* [Document extract]

The Rajah’s demeanor did not initially excite admiration either. What struck one person most was “a languid, négligée air.” He might walk the deck of his ship with the greatest exertion, throwing himself into a seat after two or three turns “as if overpowered”—by what or by whom the observer neglected to say. Yet such “lassitude,” as the traveler termed it, was deceptive, perhaps due as much to the Rajah’s frequent debilitating bouts of malaria and other tropical illnesses as to his flamboyant mannerisms. When pursuing pirates or capturing river stockades, all traces of effeminacy vanished. He sprang to life and showed surprising physical courage, his mind cool and active, his body as agile as that of a man half his age.

Since 1841, the village of Kuching had been the seat of the White Rajah’s power. His residence, more a modest bachelor’s cottage than an imposing presidential palace, squatted on a spit of land at a bend in the Sarawak River, commanding a view of the tumbledown two- and three-story dwellings of the industrious Chinese, whose shops lined the opposite bank for half a mile. The town, sixteen miles inland from the South China Sea, had several thousand inhabitants, the majority Islamic Malays who lived in communal compounds called kampongs, each headed by a chief. Above these chiefs were three datus, or non-hereditary local leaders, who answered directly to the Rajah himself.

* [Parts of the exercise]
1 – In the Rajah passage, how far inland from the South China Sea was the town of Kuching?
2 – From the Rajah passage, print the stretch from "Since 1841, the" through "the Rajah himself.".
3 – Carry on the Rajah passage from where it stops.
The entries have nothing to do with the Rajah passage.

* [Entries provided]
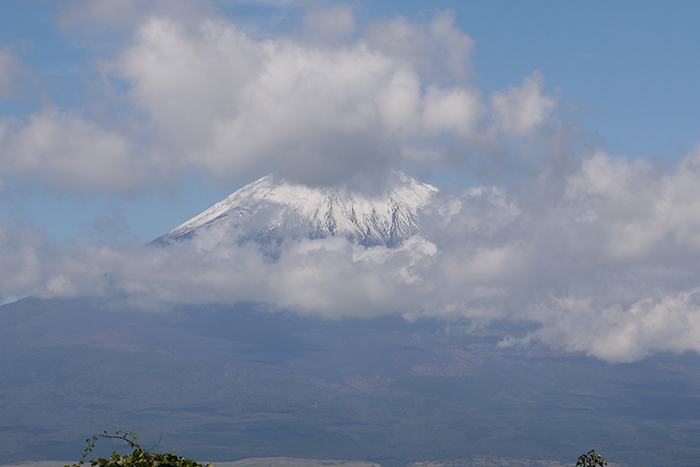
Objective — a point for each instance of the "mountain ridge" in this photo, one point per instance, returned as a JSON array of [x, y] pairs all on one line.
[[274, 208]]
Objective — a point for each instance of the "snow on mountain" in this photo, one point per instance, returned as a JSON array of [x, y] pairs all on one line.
[[273, 208]]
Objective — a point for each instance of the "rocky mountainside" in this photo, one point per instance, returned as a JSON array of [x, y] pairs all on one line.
[[273, 208]]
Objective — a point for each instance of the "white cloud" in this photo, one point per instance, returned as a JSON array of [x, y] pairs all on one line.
[[573, 268], [191, 92], [63, 151], [599, 254]]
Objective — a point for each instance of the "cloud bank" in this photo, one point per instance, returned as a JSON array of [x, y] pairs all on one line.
[[609, 268], [595, 253], [197, 94]]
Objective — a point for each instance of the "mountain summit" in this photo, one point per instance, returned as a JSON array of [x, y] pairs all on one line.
[[273, 208]]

* [Solved tasks]
1 – Sixteen miles.

2 –
Since 1841, the village of Kuching had been the seat of the White Rajah’s power. His residence, more a modest bachelor’s cottage than an imposing presidential palace, squatted on a spit of land at a bend in the Sarawak River, commanding a view of the tumbledown two- and three-story dwellings of the industrious Chinese, whose shops lined the opposite bank for half a mile. The town, sixteen miles inland from the South China Sea, had several thousand inhabitants, the majority Islamic Malays who lived in communal compounds called kampongs, each headed by a chief. Above these chiefs were three datus, or non-hereditary local leaders, who answered directly to the Rajah himself.

3 –
In addition to the Malays and Chinese (and a small number of “Klings,” the derogatory term applied to the Indian shopkeepers) were a handful of English people, including the Anglican missionary Francis McDougall and his wife, Harriette, who had made little progress bringing Christianity to the pagan inhabitants of Sarawak’s wild interior (the Muslim Malays were off-limits, according to the Rajah) since arriving the previous year; and Captain John Brooke Johnson, the Rajah’s twenty-six year old nephew and heir-apparent, on whom the Rajah had bestowed the royal title of his own devising, Brooke Brooke (or Tuan Besar, Great Lord, in the lingua franca of the Malay states).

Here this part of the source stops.